[Source]
>> Begin

What are the Biggest Challenges Faced by SMEs – Part 3: Software


Over the past week we’ve looked at some of the biggest challenges faced by SMEs as they take their first steps into business. Last week we focused on storage and security and today we’re sticking with the technology theme. Software is always a tricky one to get right as there are so many different software packages and solutions out there it’s often difficult to choose between them even when money isn’t the deciding factor.

As we covered in our first guide on the financial challenges, money is one of the biggest decision makers and often dictates what you can and cannot buy, who you can and cannot employ and even where you can and cannot call your place of work.

When it comes to software you have all kinds of options available to you from the tried and trusted to the new and innovative. As new forms are adopted into the business you’re often faced with periods of downtime or decreased productivity as you get to grips with your new software solutions and packages; so in our latest guide we’ll talk you through not only some of the software-based challenges faced by SMEs, but how you can overcome them.

New computing software and IT equipment

No company in the modern era – whatever you’re industry you’re in – can exist without IT equipment in some shape or form. From computers to workplace security systems we all rely on IT to help us to function and in the case of SMEs it can either make or break the company in the early days.

What we mean here is that it’s very easy to get carried away in the early days. We naturally get excited about opening the business and those first customers or clients that sign on the dotted line. The natural progression then is to look for more staff and more advanced equipment now that the disposable income and work is there, but it’s worth remembering that it can all be taken away as quickly as it arrives.

You should be cautious in the early days and only invest in the essentials when it comes to IT equipment. In an office environment you’ll need the basics – desktop PC or a laptop, monitor, hardware, software and peripherals – along with office IT equipment such as printers and copiers (okay, and maybe a coffee machine).

Once the business is secure and you start to grow and expand your offerings, then it comes to the important decisions about how and where to expand. Some employees would benefit from a second monitor for instance, enabling them to analyse statistics on one screen while writing up the monthly report on the other.

Everyone wants their team to have the best equipment available, helping them to do the best job possible. The issue is that you need to weigh up when to make the investment and when you can persist with the same devices and simply upgrade the software or operating system to maximise productivity without the same major investment.

Project management tools and software

There are numerous project management tools available, many of which come with free trials enabling you to try them out on a few computers in your office and to gauge feedback before deciding whether or not to splash the cash or to roll them out across the wider team.

Packages like Trello and Basecamp have been designed for teams to enter projects and individual tasks, assigning them to specific people and then adding deadlines to them. They can also have comments added so that teams working on the task or wider project can collaborate, respond to queries and chase updates.

It could be said that some people work better when they have a task list to work through, but from the perspective of an account manager within an SME at the very least these project management tools are the ideal way to stay on top of everything going on within each account.

Reporting software and analytics

You may find yourself doing it weekly, you may be doing it fortnightly or it may be that you send it over at the end of the month but one thing is for certain and that is that you’ll need to develop a reporting template and strategy to document the work that you’ve done for your clients and to show them how they have performed.

>> End

[Collected data]
>> Begin

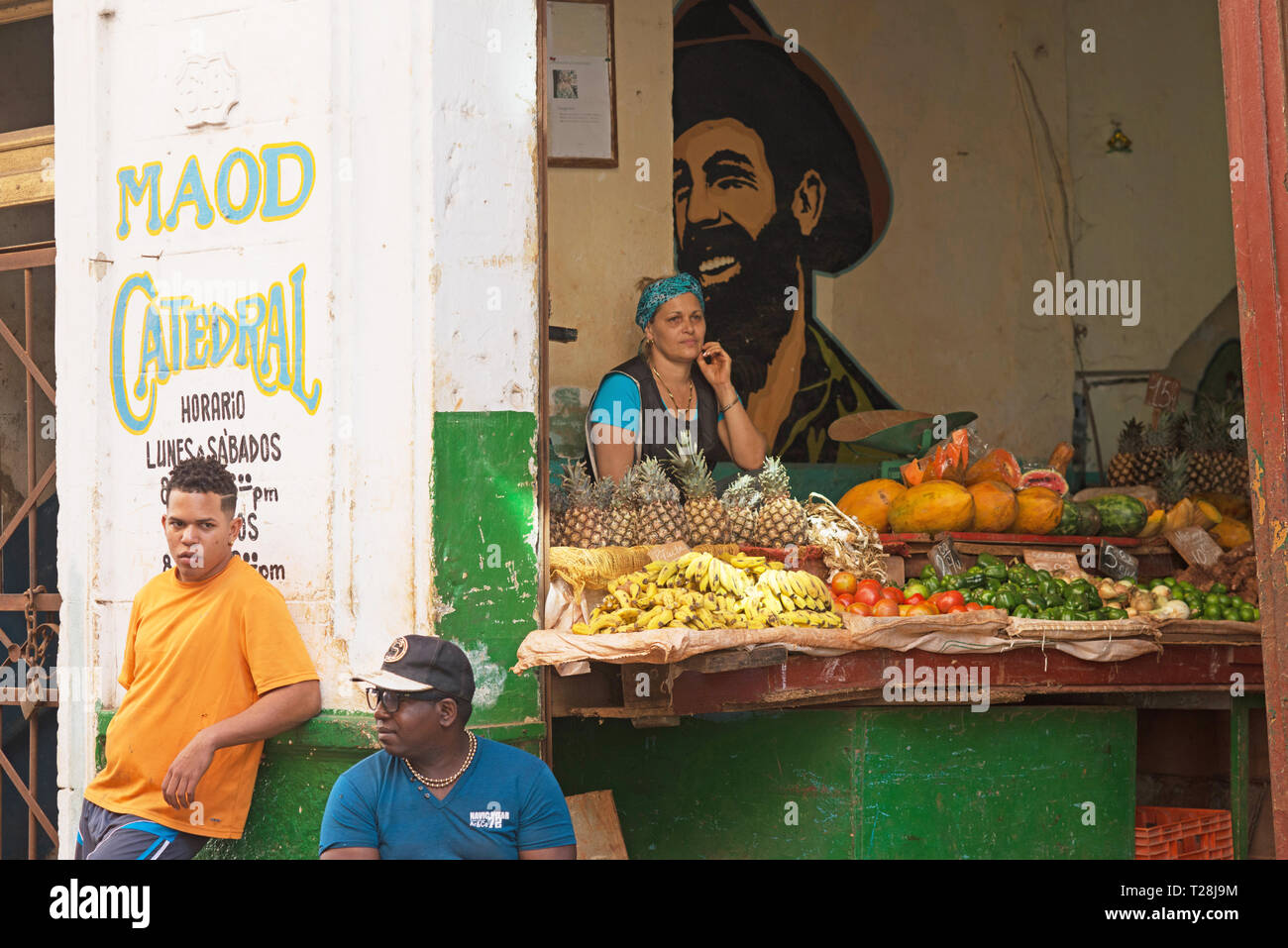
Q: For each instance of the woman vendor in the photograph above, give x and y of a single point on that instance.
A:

>> End

[Work to be completed]
Continue the article on software challenges faced by SMEs, starting right after its last sentence.

[Result of this task]
The most effective way to measure the performance of a website is by using Google Analytics which can be applied to ecommerce websites, company pages and even blogs should you wish. With the Google tracking ID installed the system will monitor everything from the number of visits to the website to the pages they view, where in the world they have come from and even the type of device used giving you complete clarity.

This information can then be collated into the report that you send your clients or that you use internally to inform your ongoing strategies, whether that’s a push on certain products or types of content or ensuring that your site is mobile friendly to increase the number of visits from smartphones.

Downtime

From a productivity perspective, especially as a small to medium sized business, downtime is a major issue. Whether you have one major client and a series of “smaller” clients on your books, or you have a small number of clients that you work with, being unable to do anything is a serious issue.

Whether it’s due to Internet connectivity issues that affect the whole business or it’s down to a couple of key personnel being away from their desks at meetings with a number of others off sick or on annual leave, you’re not producing anything and this doesn’t look good for you as a business.

Laptops and cloud computing are the most effective way of getting around this issue, as mentioned earlier. Working during the daily commute or while on the train from the office down to a client meeting can enable staff to pick up the slack, so to speak, so that they’re not “wasting time” on the train.

Downtime is also a major issue, as mentioned previously, when it comes to upgrading systems. A lot of companies will encourage staff to keep their machines up to date whenever they receive the message on their screens while others will implement changes across the various systems remotely and overnight so that working hours are not affected.

The problem for an SME, however, is that sometimes a new piece of software or a new operating system just has to be implemented there and then in order for staff to get to grips with it.

Not every member of the team will take to the new processes and layouts like ducks to water and will need time for it to bed in, so it’s worth allocating time in your weekly or monthly time allocations for these changes and any essential training.

In the next guide on the challenges faced by SMEs we’ll be covering communications – both internal and external – and how important it is to get it right from the outset to keep clients, customers and employees happy. Come back to the BT Business Direct blog later this week to learn more.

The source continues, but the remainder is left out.